▶ [ACTION ITEM]:
Without any of their pictures, return all of the records exactly.

▶ [EXTRACTED ENTRIES]:
::::::::::

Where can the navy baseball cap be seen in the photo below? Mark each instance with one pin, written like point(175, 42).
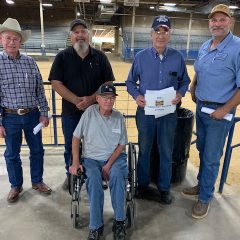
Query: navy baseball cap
point(78, 22)
point(107, 89)
point(161, 21)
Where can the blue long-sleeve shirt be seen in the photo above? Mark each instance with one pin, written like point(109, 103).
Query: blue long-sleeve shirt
point(218, 70)
point(152, 73)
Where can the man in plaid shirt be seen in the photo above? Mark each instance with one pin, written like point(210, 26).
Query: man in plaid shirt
point(23, 105)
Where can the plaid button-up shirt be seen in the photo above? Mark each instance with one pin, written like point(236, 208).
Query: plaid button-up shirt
point(21, 84)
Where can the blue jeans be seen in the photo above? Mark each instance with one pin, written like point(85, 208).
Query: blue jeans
point(117, 181)
point(211, 137)
point(69, 123)
point(14, 125)
point(164, 129)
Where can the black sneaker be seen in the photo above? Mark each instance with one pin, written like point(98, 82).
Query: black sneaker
point(96, 234)
point(119, 230)
point(65, 185)
point(165, 197)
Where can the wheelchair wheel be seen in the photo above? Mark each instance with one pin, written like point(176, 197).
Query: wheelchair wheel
point(75, 216)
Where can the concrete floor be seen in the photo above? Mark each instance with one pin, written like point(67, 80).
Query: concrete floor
point(39, 217)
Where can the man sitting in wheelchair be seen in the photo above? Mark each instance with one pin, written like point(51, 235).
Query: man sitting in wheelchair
point(103, 133)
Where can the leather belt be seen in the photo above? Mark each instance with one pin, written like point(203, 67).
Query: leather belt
point(210, 103)
point(20, 111)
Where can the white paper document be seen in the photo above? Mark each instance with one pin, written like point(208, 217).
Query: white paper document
point(228, 116)
point(159, 102)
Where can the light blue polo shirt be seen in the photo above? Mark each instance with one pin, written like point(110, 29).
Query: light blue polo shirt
point(218, 70)
point(156, 73)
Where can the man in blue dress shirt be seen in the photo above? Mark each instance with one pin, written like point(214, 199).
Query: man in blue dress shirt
point(156, 68)
point(215, 86)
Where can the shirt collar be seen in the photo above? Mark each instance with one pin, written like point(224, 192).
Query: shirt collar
point(11, 58)
point(224, 42)
point(91, 51)
point(156, 54)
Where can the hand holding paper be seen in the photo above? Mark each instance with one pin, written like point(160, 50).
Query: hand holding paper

::::::::::

▶ [RESPONSE FOR THIS EXERCISE]:
Where can the navy baseball cap be seen in the photo below? Mark each instance with one pin, written like point(175, 42).
Query: navy baseball cap
point(78, 22)
point(107, 89)
point(161, 21)
Where can the blue long-sleeve shirt be seen in the photo above? Mark each instance with one pin, written like point(109, 103).
Query: blue long-sleeve shirt
point(218, 70)
point(152, 73)
Where can the man in plaid shirt be seen in the photo above? Mark each instance with one pin, written like point(210, 26).
Query: man in plaid shirt
point(23, 105)
Where can the plaid button-up shirt be seen in the photo above? Mark each instance with one pin, written like point(236, 208).
Query: plaid button-up shirt
point(21, 84)
Where can the blue jeans be seen in the photo above? Mark each instance with one pin, written like point(85, 208).
Query: blue jeans
point(117, 181)
point(211, 137)
point(69, 123)
point(14, 125)
point(164, 129)
Where can the black sneaker be seen in the photo above? Mark each instance with one pin, written like point(98, 82).
Query: black sneaker
point(96, 234)
point(119, 230)
point(65, 185)
point(165, 197)
Where can the wheelchair wheel be seen in the photo above? Mark each instance with one pin, written like point(176, 197).
Query: wheelchair wheel
point(75, 216)
Where can the concrete floor be seen in the photo above? Mark each instance with one pin, written like point(67, 80).
Query: concrete floor
point(39, 217)
Where can the man sitting in wheelchair be seen in the photo above? Mark each instance with one pin, written like point(51, 235).
Query: man sitting in wheelchair
point(103, 133)
Where can the leather belt be seen in the photo above? Mark each instance with one pin, written like point(203, 67).
Query: leather belt
point(210, 103)
point(20, 111)
Where can the white paper document be seen in the photo above? Mark each instance with one pin, written like point(208, 217).
Query: white paper document
point(228, 116)
point(159, 102)
Where can the light blue polo shirt be seen in the photo above? Mark each instance with one pin, written like point(110, 29).
Query: light blue polo shirt
point(218, 70)
point(156, 73)
Where can the man in blue dress shirt be seen in the photo above? Mark each instance with one pin, written like point(214, 199).
Query: man in blue dress shirt
point(156, 68)
point(215, 86)
Where can the shirt collar be seen in the photo above? Mark each instance with one pin, written like point(224, 192).
Query: shirt collar
point(11, 58)
point(224, 42)
point(91, 51)
point(156, 54)
Where can the hand holding paper be seen in the photo above? Mark each instance with one pin, written like point(160, 50).
Query: hand holding paper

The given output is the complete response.